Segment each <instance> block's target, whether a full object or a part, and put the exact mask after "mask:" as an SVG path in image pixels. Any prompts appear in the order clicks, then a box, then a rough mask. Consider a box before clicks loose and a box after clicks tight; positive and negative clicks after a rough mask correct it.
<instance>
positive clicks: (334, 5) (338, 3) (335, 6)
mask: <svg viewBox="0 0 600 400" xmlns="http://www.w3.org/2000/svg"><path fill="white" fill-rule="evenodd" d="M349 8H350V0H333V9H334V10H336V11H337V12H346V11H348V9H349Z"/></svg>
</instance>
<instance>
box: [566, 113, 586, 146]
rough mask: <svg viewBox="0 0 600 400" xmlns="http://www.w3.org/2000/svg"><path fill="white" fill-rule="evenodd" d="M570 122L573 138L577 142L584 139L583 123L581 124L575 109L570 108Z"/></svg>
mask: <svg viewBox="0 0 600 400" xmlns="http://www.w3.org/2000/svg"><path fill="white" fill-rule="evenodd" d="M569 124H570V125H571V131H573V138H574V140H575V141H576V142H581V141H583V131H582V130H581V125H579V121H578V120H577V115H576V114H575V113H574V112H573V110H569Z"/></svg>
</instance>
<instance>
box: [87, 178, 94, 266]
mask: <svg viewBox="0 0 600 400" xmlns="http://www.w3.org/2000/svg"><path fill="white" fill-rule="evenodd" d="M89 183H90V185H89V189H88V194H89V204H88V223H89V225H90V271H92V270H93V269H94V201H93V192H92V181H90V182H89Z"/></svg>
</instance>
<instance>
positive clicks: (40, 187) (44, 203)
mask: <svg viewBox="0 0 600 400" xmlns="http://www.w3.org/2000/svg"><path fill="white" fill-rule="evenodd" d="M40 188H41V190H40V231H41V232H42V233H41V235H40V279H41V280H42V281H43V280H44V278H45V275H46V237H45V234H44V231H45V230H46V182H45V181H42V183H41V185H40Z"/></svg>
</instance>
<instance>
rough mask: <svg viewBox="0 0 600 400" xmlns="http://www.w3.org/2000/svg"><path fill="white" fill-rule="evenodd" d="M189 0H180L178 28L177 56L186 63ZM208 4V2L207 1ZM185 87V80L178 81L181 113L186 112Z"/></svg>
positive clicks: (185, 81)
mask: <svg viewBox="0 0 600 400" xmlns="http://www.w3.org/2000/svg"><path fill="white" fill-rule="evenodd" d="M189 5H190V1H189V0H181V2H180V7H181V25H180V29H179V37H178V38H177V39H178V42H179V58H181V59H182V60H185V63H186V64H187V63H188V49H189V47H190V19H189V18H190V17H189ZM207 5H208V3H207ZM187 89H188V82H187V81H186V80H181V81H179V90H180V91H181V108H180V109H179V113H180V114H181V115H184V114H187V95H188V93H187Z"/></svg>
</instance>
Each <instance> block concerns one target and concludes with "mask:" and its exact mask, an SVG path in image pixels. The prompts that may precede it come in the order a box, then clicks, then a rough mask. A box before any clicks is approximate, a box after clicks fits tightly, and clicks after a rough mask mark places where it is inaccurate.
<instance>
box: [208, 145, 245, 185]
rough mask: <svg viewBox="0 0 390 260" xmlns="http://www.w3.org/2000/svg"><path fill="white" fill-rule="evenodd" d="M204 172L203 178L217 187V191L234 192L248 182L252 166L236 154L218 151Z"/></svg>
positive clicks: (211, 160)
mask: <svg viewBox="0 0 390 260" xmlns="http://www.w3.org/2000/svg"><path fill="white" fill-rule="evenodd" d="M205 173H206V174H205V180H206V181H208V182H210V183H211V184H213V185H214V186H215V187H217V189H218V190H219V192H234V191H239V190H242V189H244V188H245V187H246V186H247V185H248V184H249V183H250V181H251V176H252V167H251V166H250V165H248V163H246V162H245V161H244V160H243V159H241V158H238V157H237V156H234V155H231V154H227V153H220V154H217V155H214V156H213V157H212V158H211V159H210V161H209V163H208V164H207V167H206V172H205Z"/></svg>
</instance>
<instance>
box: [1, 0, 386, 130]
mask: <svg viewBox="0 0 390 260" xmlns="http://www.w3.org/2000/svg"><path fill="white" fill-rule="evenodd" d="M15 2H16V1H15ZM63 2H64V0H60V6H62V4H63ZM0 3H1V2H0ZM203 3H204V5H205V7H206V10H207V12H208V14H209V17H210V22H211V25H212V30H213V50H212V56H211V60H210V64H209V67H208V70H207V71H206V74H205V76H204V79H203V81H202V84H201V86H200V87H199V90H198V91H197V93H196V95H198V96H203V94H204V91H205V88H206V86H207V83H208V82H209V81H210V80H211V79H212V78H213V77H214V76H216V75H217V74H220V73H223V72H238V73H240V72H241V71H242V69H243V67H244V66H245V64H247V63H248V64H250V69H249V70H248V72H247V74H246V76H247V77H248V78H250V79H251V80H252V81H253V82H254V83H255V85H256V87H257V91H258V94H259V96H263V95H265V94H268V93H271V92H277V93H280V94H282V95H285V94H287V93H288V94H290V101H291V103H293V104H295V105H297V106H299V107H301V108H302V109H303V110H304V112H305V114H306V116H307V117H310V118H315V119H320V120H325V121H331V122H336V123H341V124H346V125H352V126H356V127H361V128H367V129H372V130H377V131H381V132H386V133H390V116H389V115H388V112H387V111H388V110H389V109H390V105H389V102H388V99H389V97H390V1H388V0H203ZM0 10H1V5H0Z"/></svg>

========

Task description
Print every line of the listing exactly.

Exercise response
Segment each <instance> block's target, whether a full object or a part, and put the exact mask after "mask:" as an SVG path in image pixels. Any prompts appear in the order clicks, then a box, then a rough mask. Consider a box before clicks loose and a box after clicks tight; positive and negative clicks after a rough mask correct it.
<instance>
positive clicks: (334, 5) (338, 3) (335, 6)
mask: <svg viewBox="0 0 600 400" xmlns="http://www.w3.org/2000/svg"><path fill="white" fill-rule="evenodd" d="M349 8H350V0H333V9H334V10H336V11H337V12H346V11H348V9H349Z"/></svg>
</instance>
<instance>
box: [566, 113, 586, 146]
rough mask: <svg viewBox="0 0 600 400" xmlns="http://www.w3.org/2000/svg"><path fill="white" fill-rule="evenodd" d="M570 122L573 138L577 142L584 139L583 123L581 124L575 109L570 108Z"/></svg>
mask: <svg viewBox="0 0 600 400" xmlns="http://www.w3.org/2000/svg"><path fill="white" fill-rule="evenodd" d="M569 124H570V125H571V131H573V138H574V140H575V141H576V142H581V141H583V131H582V130H581V125H579V121H578V120H577V115H576V114H575V113H574V112H573V110H569Z"/></svg>
</instance>
<instance>
box: [87, 178, 94, 266]
mask: <svg viewBox="0 0 600 400" xmlns="http://www.w3.org/2000/svg"><path fill="white" fill-rule="evenodd" d="M89 183H90V185H89V189H88V194H89V204H88V223H89V225H90V271H92V270H93V269H94V201H93V192H92V181H90V182H89Z"/></svg>
</instance>
<instance>
positive clicks: (40, 187) (44, 203)
mask: <svg viewBox="0 0 600 400" xmlns="http://www.w3.org/2000/svg"><path fill="white" fill-rule="evenodd" d="M40 188H41V190H40V231H41V232H42V233H41V235H40V279H41V280H42V281H43V280H44V278H45V275H46V237H45V234H44V231H45V230H46V182H45V181H42V183H41V185H40Z"/></svg>
</instance>
<instance>
rough mask: <svg viewBox="0 0 600 400" xmlns="http://www.w3.org/2000/svg"><path fill="white" fill-rule="evenodd" d="M189 0H180L178 28L177 56L186 63ZM208 4V2L207 1ZM185 87V80L178 81L181 113L186 112Z"/></svg>
positive clicks: (185, 81)
mask: <svg viewBox="0 0 600 400" xmlns="http://www.w3.org/2000/svg"><path fill="white" fill-rule="evenodd" d="M189 5H190V1H189V0H181V2H180V7H181V25H180V29H179V37H178V38H177V39H178V42H179V58H181V59H182V60H185V63H186V64H187V63H188V49H189V47H190V19H189V18H190V17H189ZM207 5H208V3H207ZM187 89H188V82H187V81H186V80H181V81H179V90H180V91H181V108H180V109H179V113H180V114H181V115H184V114H187V95H188V93H187Z"/></svg>
</instance>
Each <instance> block concerns one target and concludes with "mask:" and its exact mask, an SVG path in image pixels. The prompts that may precede it come in the order a box, then clicks, then a rough mask. A box before any clicks is approximate, a box after clicks fits tightly, and clicks after a rough mask mark places where it is inaccurate.
<instance>
box: [208, 145, 245, 185]
rough mask: <svg viewBox="0 0 390 260" xmlns="http://www.w3.org/2000/svg"><path fill="white" fill-rule="evenodd" d="M204 172L203 178L217 187V191L234 192L248 182L252 166L236 154L218 151Z"/></svg>
positive clicks: (211, 160)
mask: <svg viewBox="0 0 390 260" xmlns="http://www.w3.org/2000/svg"><path fill="white" fill-rule="evenodd" d="M205 173H206V174H205V180H206V181H208V182H210V183H211V184H213V185H214V186H215V187H217V189H218V190H219V192H234V191H239V190H242V189H244V188H245V187H246V186H247V185H248V184H249V183H250V181H251V176H252V167H251V166H250V165H248V163H246V162H245V161H244V160H243V159H241V158H238V157H237V156H234V155H231V154H227V153H220V154H217V155H214V156H213V157H212V158H211V159H210V161H209V163H208V164H207V167H206V172H205Z"/></svg>
</instance>
<instance>
box: [1, 0, 386, 130]
mask: <svg viewBox="0 0 390 260" xmlns="http://www.w3.org/2000/svg"><path fill="white" fill-rule="evenodd" d="M15 2H16V1H15ZM63 2H64V0H60V6H62V4H63ZM0 3H1V2H0ZM203 3H204V5H205V7H206V10H207V12H208V14H209V17H210V22H211V25H212V30H213V50H212V56H211V60H210V64H209V67H208V70H207V71H206V74H205V76H204V79H203V81H202V84H201V86H200V87H199V90H198V91H197V93H196V95H198V96H203V94H204V91H205V88H206V86H207V83H208V82H209V81H210V80H211V79H212V78H213V77H214V76H216V75H217V74H220V73H223V72H238V73H240V72H241V71H242V69H243V67H244V66H245V64H247V63H248V64H250V69H249V70H248V72H247V74H246V76H247V77H248V78H250V79H251V80H252V81H253V82H254V83H255V85H256V87H257V91H258V94H259V96H263V95H265V94H268V93H271V92H277V93H280V94H282V95H285V94H287V93H288V94H290V101H291V103H293V104H295V105H297V106H299V107H301V108H302V109H303V110H304V112H305V114H306V116H307V117H310V118H315V119H320V120H325V121H331V122H336V123H341V124H346V125H352V126H356V127H361V128H367V129H372V130H377V131H381V132H386V133H390V116H389V115H388V112H387V111H388V110H389V109H390V105H389V102H388V99H389V97H390V1H388V0H203ZM0 10H1V5H0Z"/></svg>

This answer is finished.